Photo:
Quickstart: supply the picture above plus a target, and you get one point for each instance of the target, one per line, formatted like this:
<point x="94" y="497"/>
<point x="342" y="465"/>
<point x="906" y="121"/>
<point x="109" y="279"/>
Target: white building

# Assignment
Using only the data above, copy out the lines that include the word "point".

# Response
Quickstart: supply the picture above plus a target, and you get one point for each instance of the target, one per line, formatted like this:
<point x="94" y="497"/>
<point x="342" y="465"/>
<point x="906" y="121"/>
<point x="109" y="279"/>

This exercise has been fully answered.